Goal of the exercise » Express as a numbered list only the part of the rows below that opens with the line containing "Could you help me find the gold cross" and closes with the line containing "column 530, row 332", both ends included. Please leave out any blank lines.

Information given »
+---+

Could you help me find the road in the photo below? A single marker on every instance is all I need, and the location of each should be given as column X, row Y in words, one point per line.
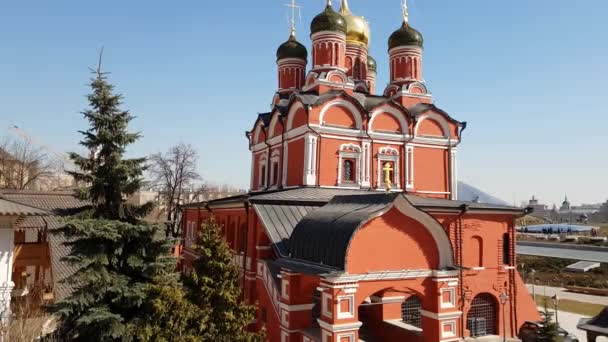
column 562, row 251
column 564, row 294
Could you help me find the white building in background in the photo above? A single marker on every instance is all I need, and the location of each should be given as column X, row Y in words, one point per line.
column 11, row 214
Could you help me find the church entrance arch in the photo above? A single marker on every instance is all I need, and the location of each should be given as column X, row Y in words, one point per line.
column 482, row 316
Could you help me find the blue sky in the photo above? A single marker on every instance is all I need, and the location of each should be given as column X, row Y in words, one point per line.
column 528, row 77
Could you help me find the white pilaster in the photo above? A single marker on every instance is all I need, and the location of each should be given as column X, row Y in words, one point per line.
column 453, row 175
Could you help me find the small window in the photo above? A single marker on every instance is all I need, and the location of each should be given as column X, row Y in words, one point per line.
column 263, row 176
column 348, row 174
column 263, row 315
column 410, row 312
column 506, row 248
column 275, row 173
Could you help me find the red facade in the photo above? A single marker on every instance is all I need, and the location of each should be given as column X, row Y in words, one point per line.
column 326, row 252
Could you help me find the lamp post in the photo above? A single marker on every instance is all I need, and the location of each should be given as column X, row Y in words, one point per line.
column 503, row 300
column 555, row 300
column 533, row 273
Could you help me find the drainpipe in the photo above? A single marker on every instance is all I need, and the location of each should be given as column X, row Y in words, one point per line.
column 246, row 204
column 463, row 210
column 450, row 162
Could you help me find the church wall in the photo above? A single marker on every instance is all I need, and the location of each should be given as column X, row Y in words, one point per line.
column 299, row 118
column 396, row 242
column 328, row 160
column 431, row 170
column 295, row 162
column 374, row 178
column 386, row 122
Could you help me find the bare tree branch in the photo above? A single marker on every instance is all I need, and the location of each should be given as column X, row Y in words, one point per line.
column 22, row 165
column 175, row 174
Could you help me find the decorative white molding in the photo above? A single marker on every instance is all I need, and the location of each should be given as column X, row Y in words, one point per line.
column 345, row 104
column 397, row 114
column 339, row 327
column 349, row 151
column 409, row 167
column 438, row 119
column 310, row 160
column 388, row 154
column 351, row 307
column 441, row 316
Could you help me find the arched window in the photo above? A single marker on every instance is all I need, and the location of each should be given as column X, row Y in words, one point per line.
column 477, row 251
column 348, row 174
column 481, row 319
column 316, row 308
column 410, row 311
column 506, row 247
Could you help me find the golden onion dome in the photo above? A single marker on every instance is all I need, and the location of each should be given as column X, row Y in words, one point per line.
column 357, row 28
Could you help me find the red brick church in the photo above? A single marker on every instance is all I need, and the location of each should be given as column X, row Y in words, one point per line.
column 352, row 230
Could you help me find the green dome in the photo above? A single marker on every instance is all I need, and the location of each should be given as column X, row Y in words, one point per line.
column 405, row 36
column 292, row 49
column 371, row 64
column 328, row 20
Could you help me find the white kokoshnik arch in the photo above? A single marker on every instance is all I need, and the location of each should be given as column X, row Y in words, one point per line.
column 396, row 113
column 354, row 111
column 437, row 118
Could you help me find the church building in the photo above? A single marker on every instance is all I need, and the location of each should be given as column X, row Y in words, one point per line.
column 352, row 229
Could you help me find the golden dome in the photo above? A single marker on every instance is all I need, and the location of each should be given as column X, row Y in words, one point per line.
column 357, row 28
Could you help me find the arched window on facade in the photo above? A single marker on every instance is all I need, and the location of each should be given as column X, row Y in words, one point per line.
column 506, row 244
column 477, row 251
column 481, row 319
column 348, row 171
column 410, row 311
column 316, row 308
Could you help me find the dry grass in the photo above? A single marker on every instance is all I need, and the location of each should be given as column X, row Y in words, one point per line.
column 581, row 308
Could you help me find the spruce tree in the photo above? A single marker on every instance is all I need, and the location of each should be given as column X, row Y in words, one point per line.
column 215, row 288
column 119, row 257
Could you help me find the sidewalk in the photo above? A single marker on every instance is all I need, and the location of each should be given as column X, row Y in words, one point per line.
column 563, row 294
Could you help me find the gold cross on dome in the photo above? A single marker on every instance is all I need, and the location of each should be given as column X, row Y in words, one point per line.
column 294, row 7
column 387, row 176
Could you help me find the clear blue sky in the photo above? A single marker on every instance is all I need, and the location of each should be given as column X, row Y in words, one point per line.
column 528, row 76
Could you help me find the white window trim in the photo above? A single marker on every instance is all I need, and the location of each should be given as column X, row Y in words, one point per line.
column 445, row 334
column 350, row 151
column 409, row 167
column 262, row 179
column 388, row 154
column 452, row 302
column 326, row 309
column 351, row 307
column 275, row 158
column 350, row 336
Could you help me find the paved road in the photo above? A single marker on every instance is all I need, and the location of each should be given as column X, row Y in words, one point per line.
column 565, row 253
column 564, row 294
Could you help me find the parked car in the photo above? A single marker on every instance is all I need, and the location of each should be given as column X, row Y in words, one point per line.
column 530, row 332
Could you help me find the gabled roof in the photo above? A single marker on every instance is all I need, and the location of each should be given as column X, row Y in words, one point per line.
column 10, row 208
column 50, row 202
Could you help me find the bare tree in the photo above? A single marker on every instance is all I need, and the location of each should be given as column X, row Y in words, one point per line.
column 22, row 164
column 175, row 175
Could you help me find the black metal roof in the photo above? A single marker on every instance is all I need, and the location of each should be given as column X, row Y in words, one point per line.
column 323, row 235
column 280, row 220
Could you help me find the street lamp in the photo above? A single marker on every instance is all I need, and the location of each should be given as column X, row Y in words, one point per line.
column 533, row 273
column 555, row 300
column 503, row 300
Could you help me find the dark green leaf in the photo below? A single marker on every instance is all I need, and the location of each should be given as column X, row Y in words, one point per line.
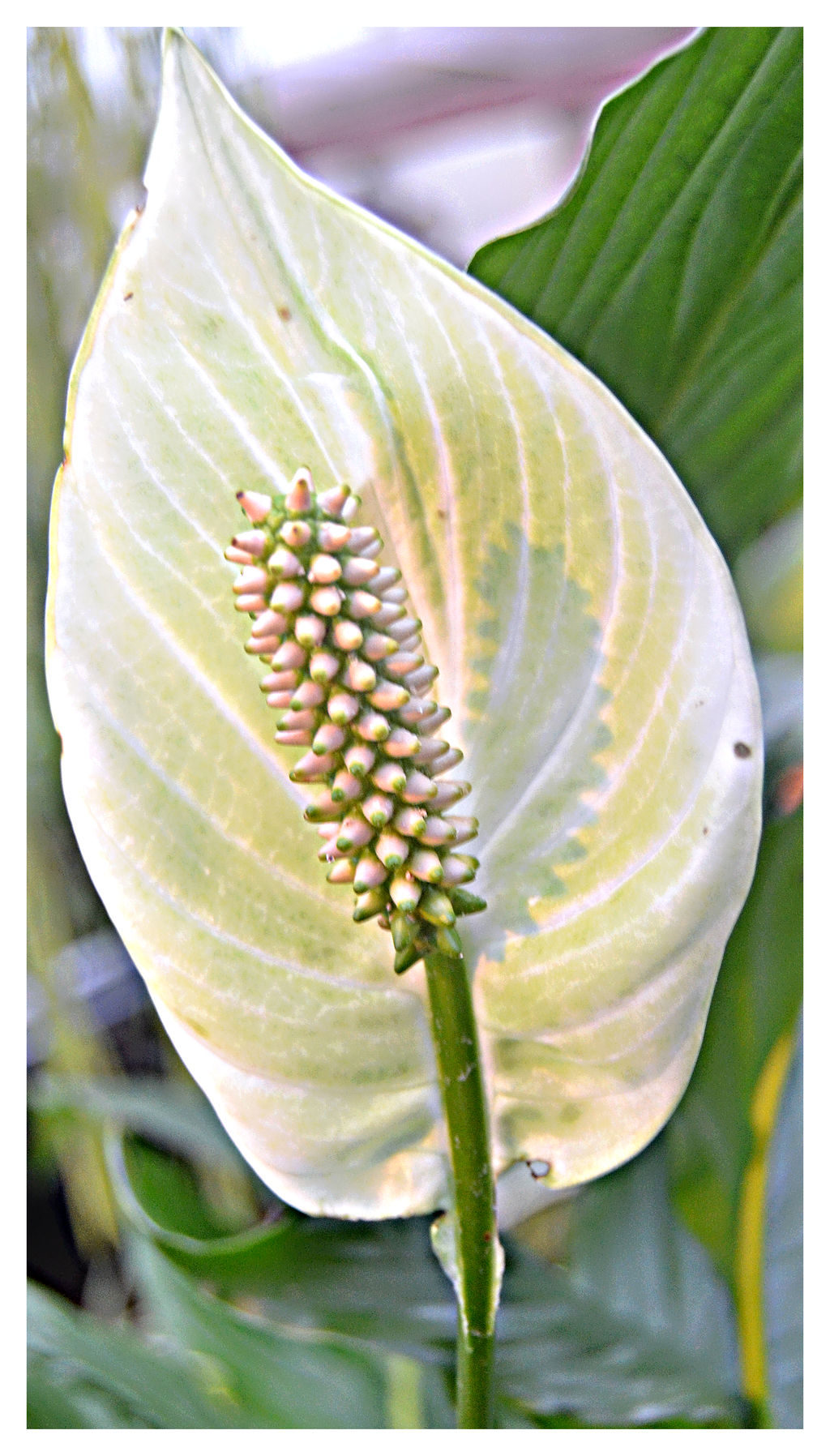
column 276, row 1377
column 565, row 1344
column 673, row 268
column 629, row 1249
column 173, row 1114
column 88, row 1373
column 756, row 1000
column 784, row 1257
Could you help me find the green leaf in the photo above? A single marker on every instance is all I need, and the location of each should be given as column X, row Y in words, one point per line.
column 276, row 1377
column 629, row 1249
column 587, row 635
column 88, row 1373
column 673, row 268
column 756, row 1000
column 172, row 1114
column 784, row 1257
column 579, row 1343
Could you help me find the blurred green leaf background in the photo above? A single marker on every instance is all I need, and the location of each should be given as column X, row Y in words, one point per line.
column 169, row 1287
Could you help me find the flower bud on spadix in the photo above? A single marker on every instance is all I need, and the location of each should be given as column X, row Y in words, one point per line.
column 351, row 689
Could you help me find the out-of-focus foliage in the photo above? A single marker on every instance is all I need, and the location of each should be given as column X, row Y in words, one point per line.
column 83, row 162
column 631, row 1322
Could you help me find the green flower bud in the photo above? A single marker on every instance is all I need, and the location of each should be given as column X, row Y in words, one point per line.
column 349, row 680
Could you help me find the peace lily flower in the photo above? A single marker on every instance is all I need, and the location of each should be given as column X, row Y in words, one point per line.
column 349, row 680
column 588, row 647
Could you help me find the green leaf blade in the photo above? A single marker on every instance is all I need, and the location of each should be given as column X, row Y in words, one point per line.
column 673, row 268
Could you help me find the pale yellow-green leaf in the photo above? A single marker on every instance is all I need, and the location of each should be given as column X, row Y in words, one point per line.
column 586, row 631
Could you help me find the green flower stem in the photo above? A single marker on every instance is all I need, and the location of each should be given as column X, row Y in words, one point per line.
column 477, row 1235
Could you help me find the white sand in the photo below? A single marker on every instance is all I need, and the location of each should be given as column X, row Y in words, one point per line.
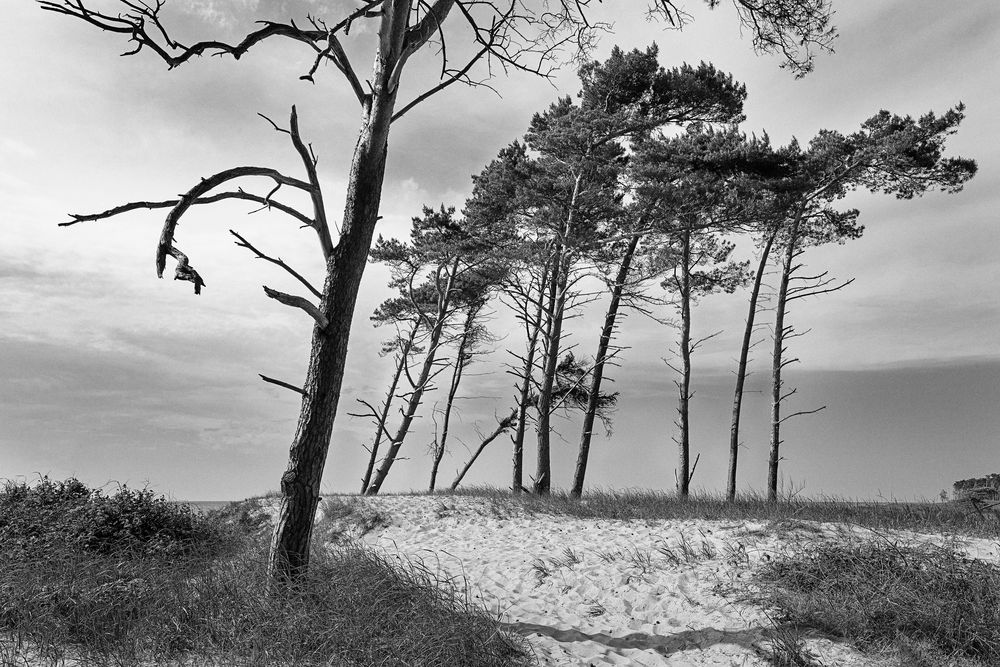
column 600, row 592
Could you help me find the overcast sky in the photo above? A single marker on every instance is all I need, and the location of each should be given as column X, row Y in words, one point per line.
column 109, row 374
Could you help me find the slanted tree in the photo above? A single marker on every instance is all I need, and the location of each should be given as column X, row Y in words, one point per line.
column 454, row 258
column 897, row 155
column 633, row 97
column 512, row 34
column 471, row 338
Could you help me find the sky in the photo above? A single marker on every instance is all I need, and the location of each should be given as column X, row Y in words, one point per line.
column 113, row 376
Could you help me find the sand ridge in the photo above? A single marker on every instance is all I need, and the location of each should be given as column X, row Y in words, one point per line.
column 602, row 592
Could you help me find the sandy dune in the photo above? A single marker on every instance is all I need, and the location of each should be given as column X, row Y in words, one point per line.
column 600, row 592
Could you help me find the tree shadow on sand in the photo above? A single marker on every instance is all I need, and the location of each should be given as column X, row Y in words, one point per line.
column 662, row 644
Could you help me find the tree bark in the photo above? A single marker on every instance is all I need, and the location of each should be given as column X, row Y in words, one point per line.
column 684, row 386
column 383, row 418
column 456, row 378
column 300, row 484
column 416, row 395
column 741, row 370
column 774, row 456
column 501, row 427
column 524, row 397
column 553, row 334
column 610, row 319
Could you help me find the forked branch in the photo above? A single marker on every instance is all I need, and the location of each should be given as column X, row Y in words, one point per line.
column 301, row 303
column 243, row 243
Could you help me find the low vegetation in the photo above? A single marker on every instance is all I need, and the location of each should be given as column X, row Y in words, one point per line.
column 933, row 606
column 651, row 505
column 128, row 578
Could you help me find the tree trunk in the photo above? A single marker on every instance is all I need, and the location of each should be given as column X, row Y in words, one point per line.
column 300, row 484
column 741, row 370
column 684, row 386
column 416, row 395
column 534, row 329
column 456, row 378
column 553, row 334
column 607, row 332
column 501, row 427
column 777, row 364
column 383, row 418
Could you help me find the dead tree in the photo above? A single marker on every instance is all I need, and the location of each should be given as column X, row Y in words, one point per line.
column 502, row 425
column 509, row 34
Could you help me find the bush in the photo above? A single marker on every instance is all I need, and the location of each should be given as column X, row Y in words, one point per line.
column 56, row 514
column 920, row 598
column 130, row 579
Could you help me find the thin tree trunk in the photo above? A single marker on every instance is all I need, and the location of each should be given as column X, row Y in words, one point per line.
column 418, row 390
column 557, row 303
column 383, row 418
column 777, row 364
column 524, row 397
column 501, row 427
column 456, row 378
column 684, row 386
column 607, row 332
column 741, row 370
column 300, row 484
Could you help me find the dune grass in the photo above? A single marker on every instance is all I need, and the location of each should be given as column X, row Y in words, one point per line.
column 130, row 579
column 930, row 604
column 629, row 504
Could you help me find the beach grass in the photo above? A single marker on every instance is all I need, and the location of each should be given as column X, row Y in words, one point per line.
column 640, row 504
column 129, row 579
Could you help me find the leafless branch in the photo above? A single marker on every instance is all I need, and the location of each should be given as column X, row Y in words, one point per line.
column 301, row 303
column 243, row 243
column 283, row 384
column 800, row 413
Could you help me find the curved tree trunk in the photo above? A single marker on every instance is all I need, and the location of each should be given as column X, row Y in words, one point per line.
column 300, row 484
column 383, row 418
column 534, row 328
column 501, row 427
column 553, row 334
column 607, row 332
column 684, row 385
column 417, row 395
column 741, row 370
column 774, row 456
column 456, row 379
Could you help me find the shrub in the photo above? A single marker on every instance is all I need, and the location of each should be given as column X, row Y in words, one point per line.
column 55, row 514
column 130, row 579
column 881, row 593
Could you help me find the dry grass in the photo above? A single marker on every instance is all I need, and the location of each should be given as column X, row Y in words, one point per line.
column 928, row 517
column 931, row 605
column 144, row 598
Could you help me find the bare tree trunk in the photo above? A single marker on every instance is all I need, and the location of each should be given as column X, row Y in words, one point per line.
column 607, row 332
column 553, row 334
column 383, row 417
column 501, row 427
column 300, row 484
column 534, row 327
column 416, row 396
column 741, row 370
column 684, row 385
column 777, row 364
column 456, row 378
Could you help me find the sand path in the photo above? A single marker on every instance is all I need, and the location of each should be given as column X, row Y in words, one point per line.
column 601, row 592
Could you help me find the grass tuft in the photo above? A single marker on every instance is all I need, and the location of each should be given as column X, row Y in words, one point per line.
column 160, row 584
column 922, row 599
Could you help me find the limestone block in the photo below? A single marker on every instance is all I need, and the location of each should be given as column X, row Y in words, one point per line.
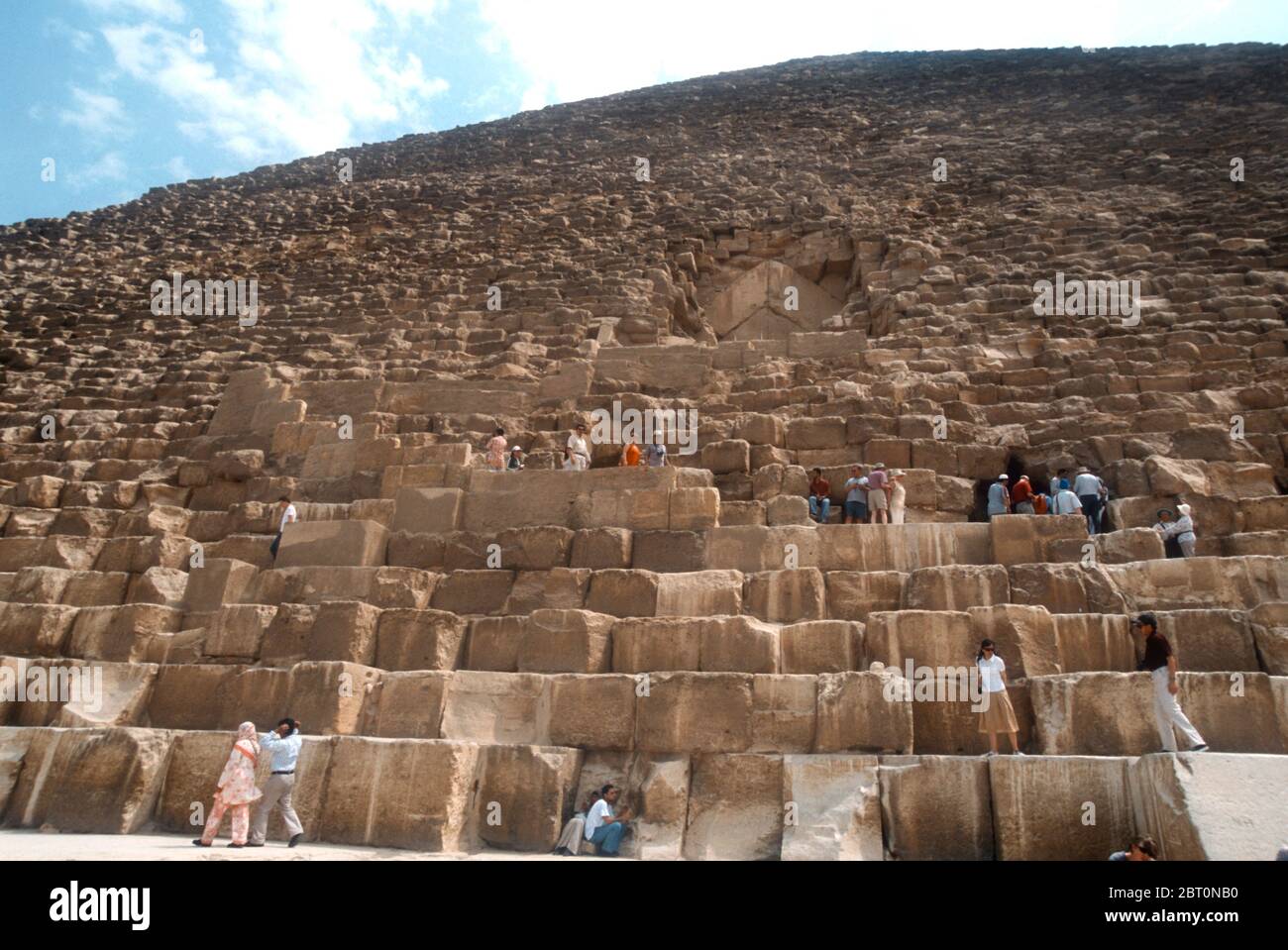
column 1039, row 807
column 820, row 646
column 419, row 640
column 407, row 704
column 854, row 714
column 695, row 712
column 333, row 544
column 735, row 808
column 936, row 807
column 835, row 806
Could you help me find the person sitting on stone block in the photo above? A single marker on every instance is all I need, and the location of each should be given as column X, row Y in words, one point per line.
column 819, row 499
column 572, row 835
column 604, row 828
column 1141, row 848
column 855, row 497
column 288, row 516
column 496, row 451
column 1159, row 662
column 999, row 497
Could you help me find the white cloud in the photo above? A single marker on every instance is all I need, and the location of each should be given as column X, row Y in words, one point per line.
column 165, row 9
column 94, row 114
column 178, row 168
column 111, row 166
column 288, row 76
column 578, row 50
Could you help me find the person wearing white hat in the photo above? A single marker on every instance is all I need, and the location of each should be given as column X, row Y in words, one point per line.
column 897, row 495
column 1181, row 529
column 999, row 497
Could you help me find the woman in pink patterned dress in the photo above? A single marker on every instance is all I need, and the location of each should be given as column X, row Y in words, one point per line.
column 236, row 790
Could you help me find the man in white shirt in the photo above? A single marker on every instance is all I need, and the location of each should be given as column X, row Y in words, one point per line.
column 288, row 516
column 1087, row 488
column 578, row 450
column 603, row 828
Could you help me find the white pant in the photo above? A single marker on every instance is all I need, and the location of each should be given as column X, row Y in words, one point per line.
column 1168, row 713
column 277, row 792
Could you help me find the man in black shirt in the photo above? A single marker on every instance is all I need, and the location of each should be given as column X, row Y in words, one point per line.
column 1159, row 662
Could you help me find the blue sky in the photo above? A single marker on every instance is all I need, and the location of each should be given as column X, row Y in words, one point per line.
column 115, row 97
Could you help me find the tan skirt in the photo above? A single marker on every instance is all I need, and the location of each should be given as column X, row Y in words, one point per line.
column 999, row 716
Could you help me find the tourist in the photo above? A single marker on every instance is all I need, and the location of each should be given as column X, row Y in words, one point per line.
column 855, row 497
column 578, row 448
column 1021, row 497
column 1061, row 475
column 819, row 499
column 1065, row 502
column 288, row 516
column 996, row 712
column 657, row 452
column 604, row 828
column 1089, row 489
column 1159, row 662
column 571, row 838
column 1171, row 546
column 999, row 497
column 496, row 451
column 879, row 501
column 1183, row 531
column 236, row 790
column 898, row 495
column 1141, row 848
column 283, row 746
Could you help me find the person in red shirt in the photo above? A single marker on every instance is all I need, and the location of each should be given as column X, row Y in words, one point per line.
column 1021, row 497
column 819, row 499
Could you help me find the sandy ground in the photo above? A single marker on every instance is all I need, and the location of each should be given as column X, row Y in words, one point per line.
column 39, row 846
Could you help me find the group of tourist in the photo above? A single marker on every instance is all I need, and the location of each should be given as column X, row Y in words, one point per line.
column 877, row 497
column 236, row 788
column 1158, row 661
column 1085, row 494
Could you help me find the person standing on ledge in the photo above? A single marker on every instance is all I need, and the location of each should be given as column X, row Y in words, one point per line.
column 898, row 493
column 657, row 452
column 236, row 790
column 1159, row 662
column 283, row 746
column 496, row 451
column 999, row 498
column 819, row 502
column 879, row 502
column 578, row 450
column 996, row 712
column 288, row 516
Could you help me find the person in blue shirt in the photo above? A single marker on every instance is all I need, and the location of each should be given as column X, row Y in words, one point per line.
column 283, row 746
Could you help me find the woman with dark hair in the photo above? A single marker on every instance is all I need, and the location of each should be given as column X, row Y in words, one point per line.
column 995, row 709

+---+

Exercise output »
1. Could you help me find the gold cross on dome in the photo above? A single marker on every instance is all I need, and the location of each should be given as column X, row Y in words, one point per line.
2. column 294, row 7
3. column 387, row 176
4. Could you help me find the clear blue sky in the photo above? A single marker on every instance is all I need, and the location of each should be given as column X, row Y in words, one point per line.
5. column 528, row 76
6. Could you help me find the white window trim in the photo above? A single marker on every instance is all I need, and the location of each should be given as column X, row Y in words, one point per line.
7. column 445, row 334
8. column 350, row 151
9. column 409, row 167
10. column 262, row 179
11. column 388, row 154
12. column 452, row 302
13. column 326, row 309
14. column 351, row 307
15. column 275, row 158
16. column 350, row 336
17. Could you help me find the paved road in the photo above? A single marker on every instance is all I need, and the location of each should be given as column X, row Y in words, one point per line.
18. column 565, row 253
19. column 564, row 294
20. Could you help me find the parked car in the photo above? A single marker on every instance is all I need, and the location of each should be given as column X, row Y in words, one point per line.
21. column 530, row 332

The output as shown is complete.